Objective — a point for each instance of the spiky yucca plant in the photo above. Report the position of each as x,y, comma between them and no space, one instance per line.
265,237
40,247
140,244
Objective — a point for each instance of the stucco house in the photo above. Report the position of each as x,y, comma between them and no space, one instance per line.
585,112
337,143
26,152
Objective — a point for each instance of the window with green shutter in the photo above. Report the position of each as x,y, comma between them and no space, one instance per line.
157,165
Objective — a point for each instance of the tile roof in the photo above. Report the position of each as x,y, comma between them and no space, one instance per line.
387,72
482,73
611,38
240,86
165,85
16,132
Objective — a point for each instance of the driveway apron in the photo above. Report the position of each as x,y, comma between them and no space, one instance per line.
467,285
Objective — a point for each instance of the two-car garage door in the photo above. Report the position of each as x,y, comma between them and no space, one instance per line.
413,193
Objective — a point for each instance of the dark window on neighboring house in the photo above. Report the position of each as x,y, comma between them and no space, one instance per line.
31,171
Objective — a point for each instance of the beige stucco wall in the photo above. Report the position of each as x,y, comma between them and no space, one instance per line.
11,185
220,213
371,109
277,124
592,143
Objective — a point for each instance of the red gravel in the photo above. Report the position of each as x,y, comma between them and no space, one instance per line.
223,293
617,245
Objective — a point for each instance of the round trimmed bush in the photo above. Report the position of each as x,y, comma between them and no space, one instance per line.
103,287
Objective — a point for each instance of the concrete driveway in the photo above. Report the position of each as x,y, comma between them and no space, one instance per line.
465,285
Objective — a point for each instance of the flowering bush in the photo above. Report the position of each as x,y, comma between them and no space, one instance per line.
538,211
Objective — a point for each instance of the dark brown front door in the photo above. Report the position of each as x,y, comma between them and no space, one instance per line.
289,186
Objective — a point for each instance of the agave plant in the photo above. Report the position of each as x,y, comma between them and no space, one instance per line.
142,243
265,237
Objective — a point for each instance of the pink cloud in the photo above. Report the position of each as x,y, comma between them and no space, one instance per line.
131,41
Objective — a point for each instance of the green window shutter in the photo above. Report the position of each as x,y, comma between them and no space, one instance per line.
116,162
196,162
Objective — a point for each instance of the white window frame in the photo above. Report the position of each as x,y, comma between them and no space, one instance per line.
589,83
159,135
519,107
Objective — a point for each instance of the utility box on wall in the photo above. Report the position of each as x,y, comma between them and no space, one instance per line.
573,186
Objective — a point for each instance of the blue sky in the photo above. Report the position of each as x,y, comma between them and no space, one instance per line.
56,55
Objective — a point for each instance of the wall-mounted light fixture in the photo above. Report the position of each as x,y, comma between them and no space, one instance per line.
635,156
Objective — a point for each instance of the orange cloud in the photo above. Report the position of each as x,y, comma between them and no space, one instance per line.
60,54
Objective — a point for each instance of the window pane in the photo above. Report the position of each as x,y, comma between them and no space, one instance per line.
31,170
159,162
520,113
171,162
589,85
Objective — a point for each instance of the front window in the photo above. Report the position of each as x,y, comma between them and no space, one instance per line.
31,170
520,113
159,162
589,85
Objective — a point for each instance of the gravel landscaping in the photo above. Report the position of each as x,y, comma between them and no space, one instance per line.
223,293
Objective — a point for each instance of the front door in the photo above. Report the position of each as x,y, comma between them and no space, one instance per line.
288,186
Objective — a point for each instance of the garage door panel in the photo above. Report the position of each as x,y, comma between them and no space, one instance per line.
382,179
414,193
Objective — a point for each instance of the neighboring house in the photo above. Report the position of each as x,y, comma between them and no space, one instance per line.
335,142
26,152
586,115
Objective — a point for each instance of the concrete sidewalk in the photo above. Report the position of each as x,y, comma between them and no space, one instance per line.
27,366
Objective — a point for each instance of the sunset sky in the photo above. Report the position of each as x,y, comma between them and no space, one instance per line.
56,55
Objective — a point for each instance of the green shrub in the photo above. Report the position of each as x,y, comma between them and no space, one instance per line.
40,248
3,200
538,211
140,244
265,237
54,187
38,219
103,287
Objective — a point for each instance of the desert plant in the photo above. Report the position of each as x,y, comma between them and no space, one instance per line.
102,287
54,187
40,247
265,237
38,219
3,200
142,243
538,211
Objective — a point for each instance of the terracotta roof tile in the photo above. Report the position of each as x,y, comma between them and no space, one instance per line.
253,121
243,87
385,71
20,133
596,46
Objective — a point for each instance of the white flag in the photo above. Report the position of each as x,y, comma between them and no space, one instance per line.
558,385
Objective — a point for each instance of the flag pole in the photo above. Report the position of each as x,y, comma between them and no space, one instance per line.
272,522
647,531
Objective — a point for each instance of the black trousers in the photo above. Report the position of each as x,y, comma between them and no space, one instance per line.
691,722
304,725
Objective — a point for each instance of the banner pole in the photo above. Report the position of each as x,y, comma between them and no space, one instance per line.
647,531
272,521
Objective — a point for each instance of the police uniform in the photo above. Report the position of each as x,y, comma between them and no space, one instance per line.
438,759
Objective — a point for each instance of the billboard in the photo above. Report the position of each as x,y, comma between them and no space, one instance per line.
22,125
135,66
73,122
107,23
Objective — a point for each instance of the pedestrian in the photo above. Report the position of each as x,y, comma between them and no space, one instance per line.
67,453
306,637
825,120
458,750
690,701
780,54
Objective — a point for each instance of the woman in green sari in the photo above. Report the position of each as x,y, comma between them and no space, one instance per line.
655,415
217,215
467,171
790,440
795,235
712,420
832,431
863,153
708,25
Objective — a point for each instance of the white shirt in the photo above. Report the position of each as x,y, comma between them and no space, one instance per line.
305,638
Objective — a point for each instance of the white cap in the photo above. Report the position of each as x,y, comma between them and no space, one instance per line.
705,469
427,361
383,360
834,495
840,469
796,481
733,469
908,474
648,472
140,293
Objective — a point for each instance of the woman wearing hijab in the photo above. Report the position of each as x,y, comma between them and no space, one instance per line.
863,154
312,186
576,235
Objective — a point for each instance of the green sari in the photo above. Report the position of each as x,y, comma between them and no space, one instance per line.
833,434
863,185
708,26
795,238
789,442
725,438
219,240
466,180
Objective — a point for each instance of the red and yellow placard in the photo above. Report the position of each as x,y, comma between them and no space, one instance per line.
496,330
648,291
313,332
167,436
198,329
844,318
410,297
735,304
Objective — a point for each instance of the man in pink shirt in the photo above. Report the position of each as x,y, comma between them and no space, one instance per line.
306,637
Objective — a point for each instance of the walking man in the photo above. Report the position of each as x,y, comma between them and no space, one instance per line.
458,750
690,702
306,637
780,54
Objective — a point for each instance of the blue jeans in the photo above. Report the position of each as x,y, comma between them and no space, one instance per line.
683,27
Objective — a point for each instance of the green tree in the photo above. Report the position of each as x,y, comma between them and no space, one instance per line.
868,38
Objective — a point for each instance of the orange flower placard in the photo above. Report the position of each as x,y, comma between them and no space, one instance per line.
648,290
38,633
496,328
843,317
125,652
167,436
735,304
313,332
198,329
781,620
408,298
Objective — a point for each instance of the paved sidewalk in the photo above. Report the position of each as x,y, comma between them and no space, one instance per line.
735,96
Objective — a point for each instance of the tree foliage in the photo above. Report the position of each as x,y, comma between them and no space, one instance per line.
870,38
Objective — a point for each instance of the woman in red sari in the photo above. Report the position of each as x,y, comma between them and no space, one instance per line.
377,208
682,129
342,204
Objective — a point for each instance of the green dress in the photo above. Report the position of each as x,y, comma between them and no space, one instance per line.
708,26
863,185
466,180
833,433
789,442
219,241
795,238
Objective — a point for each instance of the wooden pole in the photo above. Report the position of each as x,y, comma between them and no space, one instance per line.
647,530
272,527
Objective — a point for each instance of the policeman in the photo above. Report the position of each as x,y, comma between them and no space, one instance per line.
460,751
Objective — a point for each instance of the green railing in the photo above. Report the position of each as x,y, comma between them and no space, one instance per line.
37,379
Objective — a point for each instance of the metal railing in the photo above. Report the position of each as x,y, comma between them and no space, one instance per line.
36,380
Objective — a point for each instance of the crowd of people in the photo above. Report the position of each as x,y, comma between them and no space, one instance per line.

EXERCISE REQUIREMENTS: In the listing above, find the line with "Objective — a point for each instance of the green railing" and set down that line and all after it exactly, through the final line.

RESULT FOR THIS TASK:
Objective — a point for each instance of the green railing in the photo above. Report the position of each as x,y, comma between them and no space, one instance per line.
37,379
Objective — a point for each instance of the metal railing in the photo above. Report the position of each as x,y, comma between them and no space, one instance per line.
36,380
Objective — a point for each instance of the crowd of people in the photo above. Report the position of each as x,y, comma between them and no space, one instance per line.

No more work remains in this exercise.